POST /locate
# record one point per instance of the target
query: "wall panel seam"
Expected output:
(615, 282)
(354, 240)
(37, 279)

----------------------------------------

## What you are asked to do
Reproduce the data above, substituting "joint" for every occurrence of "seam" and leaving all other text unchanged.

## Solved exercise
POST /locate
# record one point per instance of the target
query: "wall panel joint"
Expected output:
(615, 282)
(354, 240)
(37, 279)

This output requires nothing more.